##### Extract provided
For example, all health plans that meet the standards of the Affordable Care Act, even high deductible ones, must cover preventive services, such as screenings and vaccinations, without any copays or cost sharing. Although that’s not the case with short term health insurance plans, some do allow you to see your primary care physician a few times for only the cost of a copay.
Your plan may offer other options for affordable healthcare as well. For example, you may have access to a 24/7 nurse line that you can call with medical questions instead of having to pay for an office visit. Your health plan may also include health-management programs, discounts on fitness memberships or incentives for being active. These benefits will save you money in the short term and could help you mitigate future medical costs, since the healthier you are, the lower your risks for complicated medical problems as you get older.
Don’t Put Off Treatment
When you’re wondering how to save money on medical costs, it can be tempting to avoid incurring any doctor bills. It might seem that not using medical services is the best way to keep your costs in check.
Unfortunately, this plan can really backfire on you. It’s smart to get preventive care and to seek treatment while problems are still mild. If you wait until your medical issues have escalated or symptoms become unbearable, you’re much more likely to need expensive care, such as hospitalizations or surgeries, in order to get the problems taken care of. When that happens, you’ll wish you had spent $200 on an office visit instead of $2,000 or more on a pricey procedure.
##########
##### Available data
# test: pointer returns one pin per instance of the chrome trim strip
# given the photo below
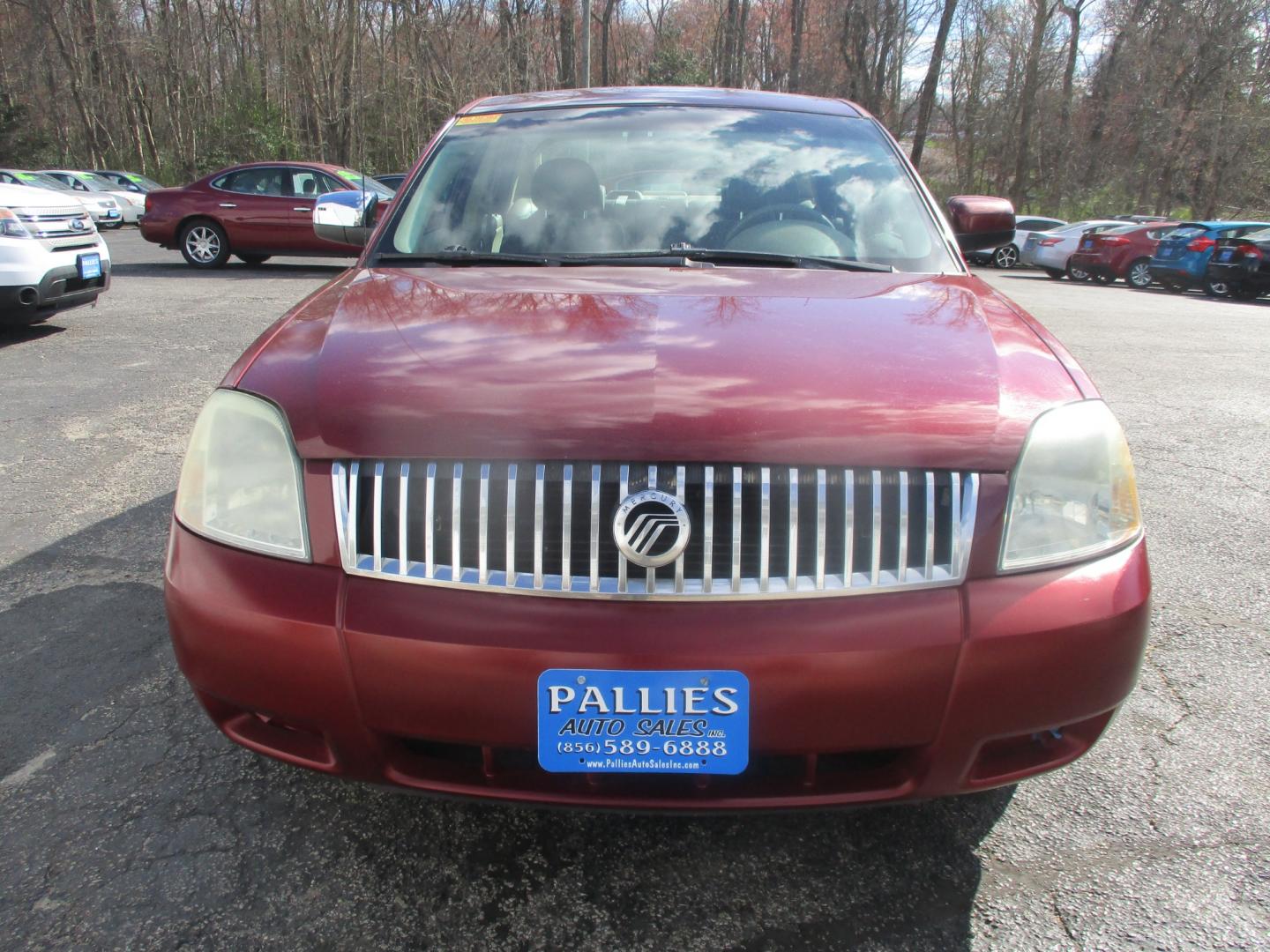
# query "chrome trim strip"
(707, 539)
(377, 519)
(470, 510)
(848, 527)
(430, 524)
(482, 554)
(820, 516)
(566, 525)
(681, 478)
(354, 472)
(875, 569)
(736, 528)
(456, 518)
(403, 524)
(929, 568)
(624, 489)
(540, 473)
(791, 582)
(510, 570)
(594, 527)
(765, 528)
(902, 560)
(651, 574)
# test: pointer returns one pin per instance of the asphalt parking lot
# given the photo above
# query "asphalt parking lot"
(126, 820)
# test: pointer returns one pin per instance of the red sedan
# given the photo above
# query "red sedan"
(250, 211)
(1120, 253)
(730, 489)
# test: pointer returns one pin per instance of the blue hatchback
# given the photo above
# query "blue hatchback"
(1181, 258)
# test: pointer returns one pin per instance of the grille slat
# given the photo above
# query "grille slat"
(773, 532)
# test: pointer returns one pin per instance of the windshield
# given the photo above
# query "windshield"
(366, 183)
(37, 179)
(141, 181)
(617, 181)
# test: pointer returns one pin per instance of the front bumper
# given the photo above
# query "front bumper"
(865, 700)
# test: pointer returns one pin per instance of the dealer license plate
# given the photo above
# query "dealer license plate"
(643, 721)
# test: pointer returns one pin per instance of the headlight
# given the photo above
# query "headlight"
(240, 482)
(1073, 494)
(11, 227)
##########
Extract the full passage on lowering healthcare costs above the records and reproduce it word for word.

[Answer to this problem]:
For example, all health plans that meet the standards of the Affordable Care Act, even high deductible ones, must cover preventive services, such as screenings and vaccinations, without any copays or cost sharing. Although that’s not the case with short term health insurance plans, some do allow you to see your primary care physician a few times for only the cost of a copay.
Your plan may offer other options for affordable healthcare as well. For example, you may have access to a 24/7 nurse line that you can call with medical questions instead of having to pay for an office visit. Your health plan may also include health-management programs, discounts on fitness memberships or incentives for being active. These benefits will save you money in the short term and could help you mitigate future medical costs, since the healthier you are, the lower your risks for complicated medical problems as you get older.
Don’t Put Off Treatment
When you’re wondering how to save money on medical costs, it can be tempting to avoid incurring any doctor bills. It might seem that not using medical services is the best way to keep your costs in check.
Unfortunately, this plan can really backfire on you. It’s smart to get preventive care and to seek treatment while problems are still mild. If you wait until your medical issues have escalated or symptoms become unbearable, you’re much more likely to need expensive care, such as hospitalizations or surgeries, in order to get the problems taken care of. When that happens, you’ll wish you had spent $200 on an office visit instead of $2,000 or more on a pricey procedure.